++++ ARTÍCULO

Ese día tenía guardia, un poco de pintura por allí, un poco de orden y el día pasa volando. Al día siguiente corriendo hacemos mochilas que nos vamos de visita. Primero por la ciudad de Galle, pillamos un tuc-tuc, vehiculo que echaremos de menos, ya que no lo volveremos a ver más adelante, a no ser que paremos de nuevo en Sudán, pero eso no está planeado por ahora. Haría un monumento al tuc- tuc por transporte público mejor ideado. El problema es que si lo importase a España me tratarían por un vendedor de cupones. Nos plantamos en el centro de la ciudad, de ahi lo primero que hacemos es empezar a probar comida local (no llevamos ni una hora fuera del barco y ya estamos jugando con nuestra vida). Da igual lo que se comprara que todo picaba, y mucho. Lo único que no picaba era una especie de churro rojo, como un caramelo, que al principio estaba bueno, pero seguidamente cogía un sabor a plástico quemado (no he probado el plástico quemado nunca, pero seguramente sabe así) que no te abandonaba en mucho tiempo, y lo único que te podía quitar ese sabor era pegar un bocao a algo picante, y caías otra vez en el error... a todo esto, me dijeron que para no tener la sensación de picante de la boca, a parte de no comer, es comer coco fresco.

++++++++
++++ LÍNEAS DE DATOS

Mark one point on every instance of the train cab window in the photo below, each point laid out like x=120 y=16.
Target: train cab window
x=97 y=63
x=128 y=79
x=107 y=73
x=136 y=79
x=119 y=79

++++++++

Retoma el relato del viaje a Galle en el punto en que se detiene y continúalo. Los datos no tienen relación con el relato del viaje a Galle.

Seguimos andando y nos metimos en el estadio de Criquet más importante de Sri Lanka, un cacho de césped. Hablamos con el encargado y nos comentó que estaba reconstruido después del Tsunami. En ese momento empecé a recordar todo lo que había visto en la tele ese 26 de Diciembre de 2004. Me dijo que él se salvo por haber estado ese preciso momento en las murallas de la fortaleza, que debe tener unos 20 metros de altura, y vio como el agua se retiraba y la gente se metía en donde antes había agua para recoger los peces que estaban saltando, sorprendidos por no saber donde estaba su medio. A los 5 minutos, un muro de 10 metros de altura arrasó con la ciudad, barriéndola, colocando autobuses sobre camiones como un Tetris. Existe una estatua con la mano en alto que indica hasta donde llego la altura de la ola. Esa mano está a unos 8 metros de altura. También está parado el reloj de la “Postal Service” a eso de las 09:15 am. Estuve contemplando esa zona con la estatua, el reloj y la gente que andaba por la zona durante un tiempo, intentando recordar lo que sucedió. No creo que lo que imagine llegue a una centésima parte de lo que realmente pasó.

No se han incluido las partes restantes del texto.